§ Exercise:
Extract the opening line of the entries and every line after it, stopping at and including the line that contains "If you could segment every instance of the water". Do not include pictures.

§ Dataset entries:
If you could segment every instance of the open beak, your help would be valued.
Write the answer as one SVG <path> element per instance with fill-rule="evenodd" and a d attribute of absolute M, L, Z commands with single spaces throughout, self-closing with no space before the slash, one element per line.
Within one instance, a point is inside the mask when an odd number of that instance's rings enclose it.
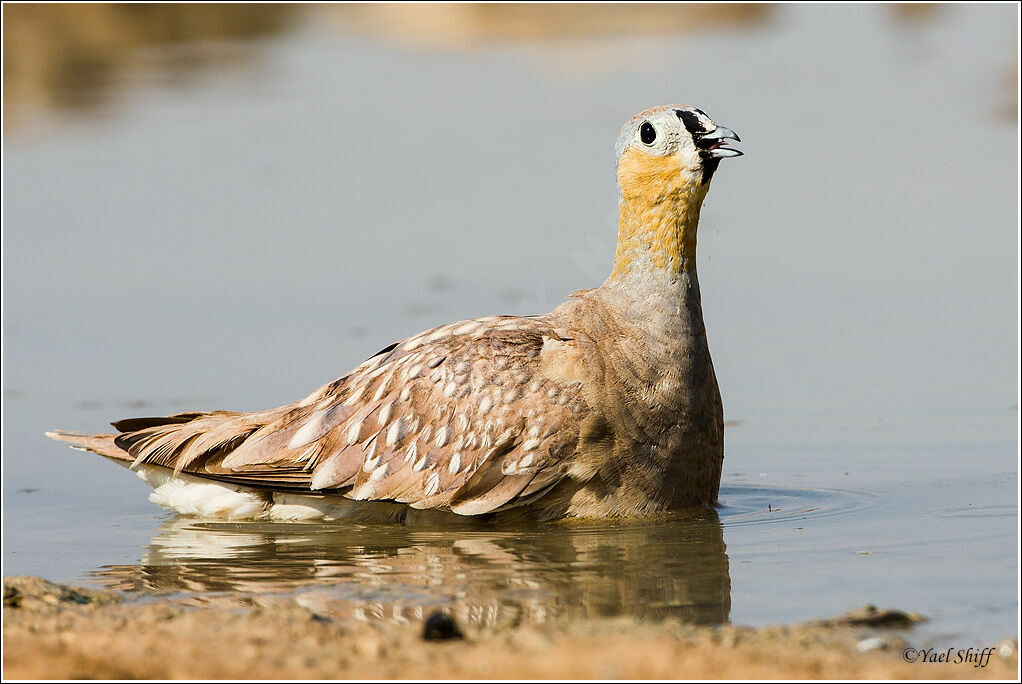
<path fill-rule="evenodd" d="M 734 150 L 730 147 L 725 147 L 728 140 L 734 140 L 735 142 L 742 142 L 742 139 L 738 137 L 738 134 L 732 131 L 730 128 L 725 126 L 717 126 L 709 133 L 702 135 L 696 142 L 703 153 L 710 159 L 723 159 L 725 157 L 740 157 L 742 152 L 740 150 Z"/>

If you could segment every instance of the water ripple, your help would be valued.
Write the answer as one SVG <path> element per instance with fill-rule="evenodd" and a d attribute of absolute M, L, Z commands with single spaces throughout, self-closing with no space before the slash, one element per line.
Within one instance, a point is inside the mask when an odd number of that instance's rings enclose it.
<path fill-rule="evenodd" d="M 720 489 L 717 513 L 724 527 L 857 515 L 883 504 L 876 492 L 730 485 Z"/>

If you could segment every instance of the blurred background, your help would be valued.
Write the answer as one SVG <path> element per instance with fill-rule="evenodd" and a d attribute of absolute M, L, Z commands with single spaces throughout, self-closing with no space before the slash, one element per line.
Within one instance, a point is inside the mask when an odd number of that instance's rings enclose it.
<path fill-rule="evenodd" d="M 419 330 L 598 285 L 618 128 L 684 103 L 746 155 L 700 229 L 722 498 L 845 492 L 801 536 L 723 509 L 713 614 L 879 594 L 1003 636 L 1017 12 L 5 4 L 5 573 L 123 577 L 166 517 L 46 429 L 276 406 Z"/>

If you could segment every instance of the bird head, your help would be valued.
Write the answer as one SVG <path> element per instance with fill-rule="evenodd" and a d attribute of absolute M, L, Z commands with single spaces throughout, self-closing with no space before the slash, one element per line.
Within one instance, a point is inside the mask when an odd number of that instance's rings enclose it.
<path fill-rule="evenodd" d="M 621 199 L 684 195 L 701 200 L 720 160 L 742 154 L 726 147 L 728 140 L 741 142 L 695 107 L 664 105 L 636 114 L 617 140 Z"/>
<path fill-rule="evenodd" d="M 647 109 L 617 140 L 619 226 L 609 282 L 695 269 L 699 211 L 720 160 L 738 139 L 695 107 Z M 655 280 L 655 278 L 654 278 Z"/>

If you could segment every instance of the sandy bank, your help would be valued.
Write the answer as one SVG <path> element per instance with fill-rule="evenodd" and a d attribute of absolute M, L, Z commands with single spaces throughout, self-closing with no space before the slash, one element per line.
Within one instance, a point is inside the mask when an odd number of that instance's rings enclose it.
<path fill-rule="evenodd" d="M 465 630 L 425 641 L 422 625 L 342 621 L 289 599 L 196 605 L 125 601 L 34 577 L 4 579 L 5 678 L 1001 678 L 985 667 L 907 663 L 911 631 L 835 619 L 720 629 L 629 620 Z M 870 624 L 872 623 L 872 624 Z M 907 635 L 907 636 L 906 636 Z M 909 639 L 909 643 L 905 642 Z M 883 645 L 881 645 L 883 644 Z M 871 650 L 863 651 L 864 647 Z M 1006 649 L 1008 650 L 1008 649 Z"/>

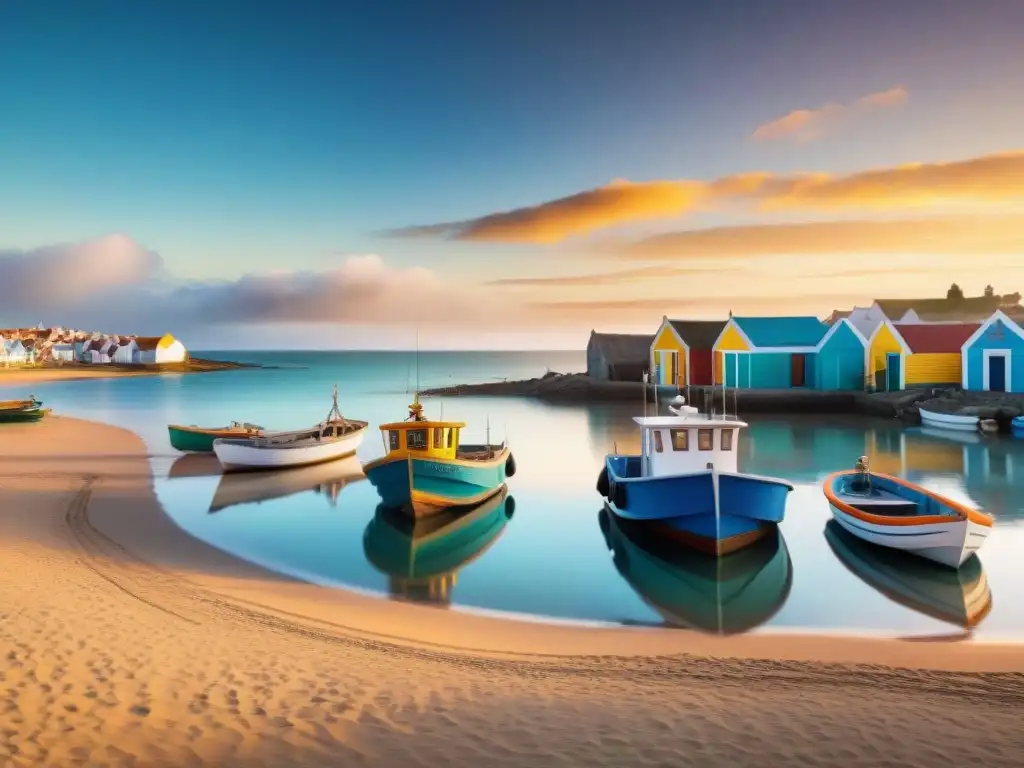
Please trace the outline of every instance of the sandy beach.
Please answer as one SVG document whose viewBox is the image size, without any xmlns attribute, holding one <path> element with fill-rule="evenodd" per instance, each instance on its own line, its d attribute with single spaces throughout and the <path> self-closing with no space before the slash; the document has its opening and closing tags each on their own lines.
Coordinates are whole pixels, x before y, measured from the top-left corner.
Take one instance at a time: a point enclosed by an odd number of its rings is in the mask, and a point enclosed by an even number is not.
<svg viewBox="0 0 1024 768">
<path fill-rule="evenodd" d="M 134 376 L 168 376 L 174 374 L 212 373 L 244 368 L 240 363 L 220 360 L 192 359 L 186 363 L 162 365 L 86 365 L 65 363 L 64 365 L 0 366 L 0 389 L 3 387 L 24 387 L 51 381 L 84 381 L 88 379 L 122 379 Z"/>
<path fill-rule="evenodd" d="M 133 433 L 0 428 L 0 765 L 1020 764 L 1024 646 L 556 626 L 198 542 Z"/>
</svg>

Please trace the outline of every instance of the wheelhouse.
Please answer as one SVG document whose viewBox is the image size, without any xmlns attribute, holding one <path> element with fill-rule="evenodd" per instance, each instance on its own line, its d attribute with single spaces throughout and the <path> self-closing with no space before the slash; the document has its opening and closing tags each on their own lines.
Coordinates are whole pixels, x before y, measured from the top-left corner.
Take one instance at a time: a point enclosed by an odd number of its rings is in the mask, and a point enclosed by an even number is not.
<svg viewBox="0 0 1024 768">
<path fill-rule="evenodd" d="M 691 416 L 636 417 L 641 475 L 736 472 L 739 431 L 745 422 Z"/>
</svg>

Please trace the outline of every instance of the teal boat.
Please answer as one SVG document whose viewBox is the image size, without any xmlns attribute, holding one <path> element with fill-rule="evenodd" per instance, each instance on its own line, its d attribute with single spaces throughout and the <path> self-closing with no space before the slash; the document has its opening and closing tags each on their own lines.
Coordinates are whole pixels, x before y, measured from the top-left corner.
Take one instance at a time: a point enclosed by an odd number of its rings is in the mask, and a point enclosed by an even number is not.
<svg viewBox="0 0 1024 768">
<path fill-rule="evenodd" d="M 17 424 L 39 421 L 50 412 L 49 408 L 28 408 L 22 410 L 0 410 L 0 424 Z"/>
<path fill-rule="evenodd" d="M 956 570 L 907 552 L 862 541 L 835 520 L 825 541 L 854 576 L 895 603 L 933 619 L 972 629 L 992 610 L 992 591 L 977 557 Z"/>
<path fill-rule="evenodd" d="M 498 540 L 514 510 L 505 486 L 469 510 L 419 520 L 381 505 L 366 526 L 363 551 L 387 575 L 392 596 L 447 605 L 458 571 Z"/>
<path fill-rule="evenodd" d="M 244 437 L 259 437 L 263 427 L 255 424 L 232 421 L 226 427 L 197 427 L 168 424 L 167 433 L 171 438 L 171 447 L 183 453 L 213 453 L 213 441 L 219 438 L 226 440 Z"/>
<path fill-rule="evenodd" d="M 793 583 L 782 532 L 724 556 L 673 546 L 657 523 L 599 515 L 619 574 L 671 627 L 717 635 L 747 632 L 774 616 Z"/>
</svg>

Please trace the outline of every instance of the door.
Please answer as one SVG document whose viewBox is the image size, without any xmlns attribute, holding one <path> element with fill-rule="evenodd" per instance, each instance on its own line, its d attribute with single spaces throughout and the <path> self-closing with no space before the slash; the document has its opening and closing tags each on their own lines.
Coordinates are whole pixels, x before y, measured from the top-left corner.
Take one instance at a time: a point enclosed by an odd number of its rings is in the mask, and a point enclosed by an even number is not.
<svg viewBox="0 0 1024 768">
<path fill-rule="evenodd" d="M 806 355 L 791 355 L 790 356 L 790 375 L 789 385 L 791 387 L 805 387 L 807 386 L 807 356 Z"/>
<path fill-rule="evenodd" d="M 661 384 L 661 350 L 654 353 L 654 381 Z"/>
<path fill-rule="evenodd" d="M 739 357 L 735 352 L 726 352 L 722 355 L 722 367 L 725 369 L 722 371 L 722 378 L 727 387 L 735 387 L 739 383 Z"/>
<path fill-rule="evenodd" d="M 680 384 L 682 384 L 682 382 L 680 381 L 680 378 L 681 378 L 681 376 L 680 376 L 680 372 L 679 372 L 679 353 L 678 352 L 673 352 L 672 353 L 672 380 L 669 383 L 672 386 L 674 386 L 674 387 L 678 387 Z"/>
<path fill-rule="evenodd" d="M 1006 391 L 1006 358 L 1003 355 L 992 355 L 988 359 L 989 392 Z"/>
<path fill-rule="evenodd" d="M 885 389 L 888 392 L 898 392 L 900 387 L 900 372 L 903 358 L 898 354 L 890 352 L 885 356 Z"/>
</svg>

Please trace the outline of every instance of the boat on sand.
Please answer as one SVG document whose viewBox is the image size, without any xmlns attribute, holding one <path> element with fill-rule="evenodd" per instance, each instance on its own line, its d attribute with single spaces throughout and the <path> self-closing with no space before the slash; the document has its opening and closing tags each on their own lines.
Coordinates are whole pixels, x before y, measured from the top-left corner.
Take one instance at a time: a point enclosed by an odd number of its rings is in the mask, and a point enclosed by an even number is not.
<svg viewBox="0 0 1024 768">
<path fill-rule="evenodd" d="M 367 423 L 346 419 L 338 409 L 338 388 L 327 418 L 309 429 L 247 438 L 217 438 L 213 452 L 225 471 L 283 469 L 350 456 L 363 442 Z"/>
<path fill-rule="evenodd" d="M 39 421 L 50 412 L 49 408 L 28 408 L 0 411 L 0 424 Z"/>
<path fill-rule="evenodd" d="M 217 484 L 210 512 L 239 504 L 259 504 L 305 491 L 320 491 L 336 504 L 341 490 L 363 477 L 363 465 L 355 455 L 291 469 L 229 472 L 222 475 Z"/>
<path fill-rule="evenodd" d="M 26 400 L 0 400 L 0 411 L 29 411 L 42 404 L 41 400 L 36 400 L 35 395 L 29 395 Z"/>
<path fill-rule="evenodd" d="M 264 429 L 256 424 L 232 421 L 226 427 L 168 424 L 167 433 L 171 439 L 171 447 L 177 451 L 183 453 L 212 453 L 214 440 L 220 438 L 259 437 L 264 434 Z"/>
<path fill-rule="evenodd" d="M 832 517 L 852 535 L 959 568 L 981 549 L 992 517 L 934 491 L 868 470 L 835 472 L 822 485 Z"/>
<path fill-rule="evenodd" d="M 920 409 L 921 423 L 935 429 L 949 429 L 955 432 L 977 432 L 977 416 L 961 416 L 958 413 L 936 413 Z"/>
</svg>

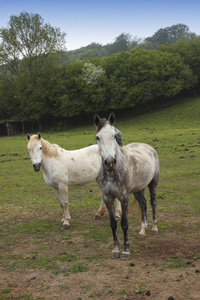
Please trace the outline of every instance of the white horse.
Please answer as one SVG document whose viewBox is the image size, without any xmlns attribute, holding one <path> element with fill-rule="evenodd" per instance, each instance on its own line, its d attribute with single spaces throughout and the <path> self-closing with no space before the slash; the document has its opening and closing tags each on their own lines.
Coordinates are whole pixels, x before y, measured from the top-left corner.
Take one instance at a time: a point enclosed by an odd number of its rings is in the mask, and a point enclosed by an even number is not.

§ Written answer:
If you could segment every instance of the open beak, your help would be valued.
Write the answer as one SVG <path> element per instance with fill-rule="evenodd" and a d attribute of absolute M, L, Z commands with single spaces throughout, self-closing with no space before the slash, one element per line.
Within one instance, a point is inside the mask when an odd number of that instance's rings enclose it.
<path fill-rule="evenodd" d="M 734 150 L 730 147 L 725 147 L 728 140 L 734 140 L 735 142 L 742 142 L 742 139 L 738 137 L 738 134 L 732 131 L 730 128 L 725 126 L 717 126 L 709 133 L 702 135 L 696 142 L 703 153 L 710 159 L 723 159 L 725 157 L 740 157 L 742 152 L 740 150 Z"/>

If you could segment every instance of the water ripple, your help would be valued.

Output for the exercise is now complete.